Put every line of the listing below into a Markdown table with the columns No. and Text. Number each row, skip blank lines, and leave the pictures out.

....

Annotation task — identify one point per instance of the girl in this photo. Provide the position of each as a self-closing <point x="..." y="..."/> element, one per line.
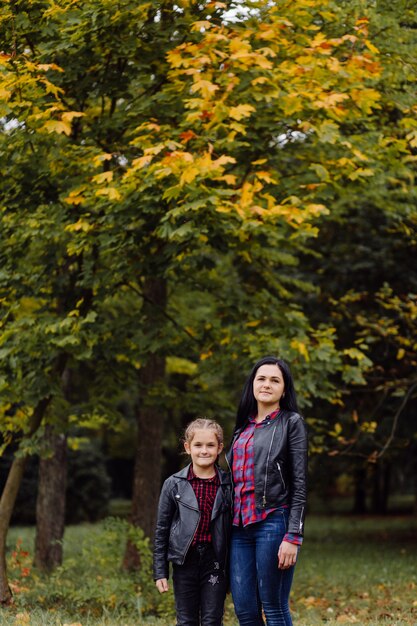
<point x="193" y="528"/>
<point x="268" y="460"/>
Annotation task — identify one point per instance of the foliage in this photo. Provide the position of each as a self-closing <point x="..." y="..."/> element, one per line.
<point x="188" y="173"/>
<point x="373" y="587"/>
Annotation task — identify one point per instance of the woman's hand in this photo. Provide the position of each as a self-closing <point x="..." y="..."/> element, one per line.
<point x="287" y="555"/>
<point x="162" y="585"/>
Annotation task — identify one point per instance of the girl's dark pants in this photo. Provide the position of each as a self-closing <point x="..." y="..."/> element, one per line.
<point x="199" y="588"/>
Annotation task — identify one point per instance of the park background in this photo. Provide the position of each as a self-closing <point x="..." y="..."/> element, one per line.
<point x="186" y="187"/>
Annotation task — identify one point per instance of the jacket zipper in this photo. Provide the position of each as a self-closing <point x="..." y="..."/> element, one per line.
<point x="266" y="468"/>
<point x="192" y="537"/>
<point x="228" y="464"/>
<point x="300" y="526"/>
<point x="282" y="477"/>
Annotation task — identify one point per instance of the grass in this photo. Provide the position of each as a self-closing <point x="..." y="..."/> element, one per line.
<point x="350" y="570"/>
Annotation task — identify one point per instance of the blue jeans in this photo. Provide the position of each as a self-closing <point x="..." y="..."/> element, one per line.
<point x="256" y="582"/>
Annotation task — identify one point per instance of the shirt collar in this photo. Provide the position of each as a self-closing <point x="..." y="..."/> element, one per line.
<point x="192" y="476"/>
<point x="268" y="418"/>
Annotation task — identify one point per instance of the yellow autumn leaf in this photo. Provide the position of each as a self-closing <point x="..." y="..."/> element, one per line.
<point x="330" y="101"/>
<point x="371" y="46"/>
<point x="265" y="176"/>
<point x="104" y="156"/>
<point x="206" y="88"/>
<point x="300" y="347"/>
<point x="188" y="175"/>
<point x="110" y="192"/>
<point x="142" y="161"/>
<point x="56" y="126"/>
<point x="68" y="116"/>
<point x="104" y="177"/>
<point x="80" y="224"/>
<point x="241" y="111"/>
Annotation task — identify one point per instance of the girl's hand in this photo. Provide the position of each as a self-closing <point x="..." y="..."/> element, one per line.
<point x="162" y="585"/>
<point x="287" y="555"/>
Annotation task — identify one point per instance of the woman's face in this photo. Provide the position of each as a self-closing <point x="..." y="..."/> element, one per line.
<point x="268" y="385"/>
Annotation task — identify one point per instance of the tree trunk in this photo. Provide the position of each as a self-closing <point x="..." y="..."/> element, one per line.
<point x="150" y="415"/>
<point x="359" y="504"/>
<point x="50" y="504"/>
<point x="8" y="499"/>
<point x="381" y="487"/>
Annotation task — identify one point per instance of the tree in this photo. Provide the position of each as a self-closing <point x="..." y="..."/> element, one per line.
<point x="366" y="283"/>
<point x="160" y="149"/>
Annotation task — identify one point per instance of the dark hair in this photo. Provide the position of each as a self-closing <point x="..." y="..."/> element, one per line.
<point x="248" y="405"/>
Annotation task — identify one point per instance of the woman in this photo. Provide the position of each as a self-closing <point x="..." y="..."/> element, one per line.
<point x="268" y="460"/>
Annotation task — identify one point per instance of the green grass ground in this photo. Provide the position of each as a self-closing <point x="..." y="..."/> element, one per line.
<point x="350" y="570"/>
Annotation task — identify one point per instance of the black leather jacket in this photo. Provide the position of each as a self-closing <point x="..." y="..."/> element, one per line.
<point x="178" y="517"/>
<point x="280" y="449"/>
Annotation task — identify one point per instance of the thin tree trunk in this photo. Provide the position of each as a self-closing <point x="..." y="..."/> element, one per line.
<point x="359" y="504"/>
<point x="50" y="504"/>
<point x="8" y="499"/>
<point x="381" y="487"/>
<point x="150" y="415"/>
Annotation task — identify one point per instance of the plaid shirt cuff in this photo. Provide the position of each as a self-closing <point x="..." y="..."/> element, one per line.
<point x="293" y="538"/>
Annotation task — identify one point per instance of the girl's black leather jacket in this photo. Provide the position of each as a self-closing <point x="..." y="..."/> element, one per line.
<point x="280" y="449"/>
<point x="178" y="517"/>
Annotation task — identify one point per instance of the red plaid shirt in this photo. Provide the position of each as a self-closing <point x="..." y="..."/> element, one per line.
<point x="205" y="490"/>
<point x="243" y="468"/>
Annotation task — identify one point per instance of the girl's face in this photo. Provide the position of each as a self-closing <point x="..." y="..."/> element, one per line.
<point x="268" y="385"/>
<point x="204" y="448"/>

....

The reply:
| No. | Text |
|---|---|
| 1 | Annotation task — identify one point per instance of the girl in this photo. Provide the position of each as a self-closing <point x="..." y="..."/> element, one per line. |
| 2 | <point x="193" y="528"/> |
| 3 | <point x="268" y="460"/> |
| 4 | Annotation task — identify one point per instance of the foliage in this photo. Provide the position of each as a self-closing <point x="..." y="..."/> element, one per line. |
| 5 | <point x="188" y="173"/> |
| 6 | <point x="373" y="587"/> |
| 7 | Annotation task — identify one point per instance of the woman's hand in this photo. Provide the position of each as a self-closing <point x="..." y="..."/> element, one per line. |
| 8 | <point x="287" y="555"/> |
| 9 | <point x="162" y="585"/> |
| 10 | Annotation task — identify one point per instance of the girl's dark pants in this photo. Provide the position of each as a self-closing <point x="..." y="..."/> element, one per line. |
| 11 | <point x="199" y="588"/> |
| 12 | Annotation task — identify one point per instance of the park background in this photo. Provide the position of each as a self-closing <point x="..." y="..."/> element, one per line. |
| 13 | <point x="186" y="187"/> |
| 14 | Annotation task — identify one point per instance of the jacket zipper in this photo. Provide the position of each as a self-closing <point x="..." y="..."/> element, one per line. |
| 15 | <point x="266" y="468"/> |
| 16 | <point x="192" y="537"/> |
| 17 | <point x="228" y="464"/> |
| 18 | <point x="300" y="526"/> |
| 19 | <point x="282" y="477"/> |
| 20 | Annotation task — identify one point per instance of the grass in this photo. Provide the position of each as a self-closing <point x="..." y="..."/> element, one per line. |
| 21 | <point x="350" y="570"/> |
| 22 | Annotation task — identify one point per instance of the blue jeans in this photo. Provide the position of each as a self-closing <point x="..." y="..."/> element, one per line. |
| 23 | <point x="256" y="582"/> |
| 24 | Annotation task — identify one point per instance of the shirt collar in this photo. Provide the position of each as a self-closing <point x="..." y="..."/> element, one per line. |
| 25 | <point x="192" y="476"/> |
| 26 | <point x="268" y="418"/> |
| 27 | Annotation task — identify one point per instance of the yellow autumn leaf in this photo. Provide the position of each as a self-closing <point x="..." y="..."/> element, one per line. |
| 28 | <point x="330" y="101"/> |
| 29 | <point x="371" y="46"/> |
| 30 | <point x="265" y="176"/> |
| 31 | <point x="104" y="156"/> |
| 32 | <point x="206" y="88"/> |
| 33 | <point x="300" y="347"/> |
| 34 | <point x="188" y="175"/> |
| 35 | <point x="110" y="192"/> |
| 36 | <point x="142" y="161"/> |
| 37 | <point x="56" y="126"/> |
| 38 | <point x="68" y="116"/> |
| 39 | <point x="104" y="177"/> |
| 40 | <point x="80" y="224"/> |
| 41 | <point x="241" y="111"/> |
| 42 | Annotation task — identify one point per instance of the girl's hand in this photo. Provide the position of each as a self-closing <point x="..." y="..."/> element, one per line. |
| 43 | <point x="162" y="585"/> |
| 44 | <point x="287" y="555"/> |
| 45 | Annotation task — identify one point per instance of the woman's face in this photo. Provide the position of each as a self-closing <point x="..." y="..."/> element, one per line. |
| 46 | <point x="268" y="385"/> |
| 47 | Annotation task — identify one point per instance of the tree trunk in this photo. Provide the position of each as a self-closing <point x="..." y="..."/> element, one per line. |
| 48 | <point x="150" y="415"/> |
| 49 | <point x="359" y="504"/> |
| 50 | <point x="50" y="504"/> |
| 51 | <point x="8" y="499"/> |
| 52 | <point x="381" y="487"/> |
| 53 | Annotation task — identify one point per instance of the tree in this photo. Provide the position of each as a self-closing <point x="..." y="..."/> element, one per line. |
| 54 | <point x="366" y="283"/> |
| 55 | <point x="160" y="149"/> |
| 56 | Annotation task — identify one point per instance of the dark hair in this photo. Provide the position of each as a self-closing <point x="..." y="..."/> element, one per line. |
| 57 | <point x="248" y="405"/> |
| 58 | Annotation task — identify one point per instance of the woman in this photo. Provide the position of each as a self-closing <point x="..." y="..."/> element, one per line. |
| 59 | <point x="268" y="460"/> |
| 60 | Annotation task — identify one point per instance of the green grass ground in this photo. Provide the position of each as a self-closing <point x="..." y="..."/> element, one per line. |
| 61 | <point x="350" y="570"/> |
| 62 | Annotation task — identify one point per instance of the black leather jacket in this photo. Provide the position of each as a self-closing <point x="..." y="..."/> element, one per line. |
| 63 | <point x="178" y="517"/> |
| 64 | <point x="280" y="449"/> |
| 65 | Annotation task — identify one point per instance of the thin tree trunk in this photo. Provide the position of each as a self-closing <point x="..." y="..."/> element, one per line. |
| 66 | <point x="359" y="504"/> |
| 67 | <point x="50" y="504"/> |
| 68 | <point x="8" y="499"/> |
| 69 | <point x="381" y="487"/> |
| 70 | <point x="150" y="415"/> |
| 71 | Annotation task — identify one point per instance of the plaid shirt cuff in this photo. Provide the position of each as a self-closing <point x="..." y="..."/> element, one per line. |
| 72 | <point x="293" y="538"/> |
| 73 | Annotation task — identify one point per instance of the girl's black leather jacket in this photo. Provide the position of each as a self-closing <point x="..." y="..."/> element, one per line. |
| 74 | <point x="280" y="449"/> |
| 75 | <point x="178" y="517"/> |
| 76 | Annotation task — identify one point per instance of the red plaid shirt in this photo. Provide the position of each as a self-closing <point x="..." y="..."/> element, one per line. |
| 77 | <point x="205" y="490"/> |
| 78 | <point x="243" y="468"/> |
| 79 | Annotation task — identify one point per instance of the girl's face in this photo. Provide the position of each as a self-closing <point x="..." y="..."/> element, one per line. |
| 80 | <point x="268" y="385"/> |
| 81 | <point x="204" y="448"/> |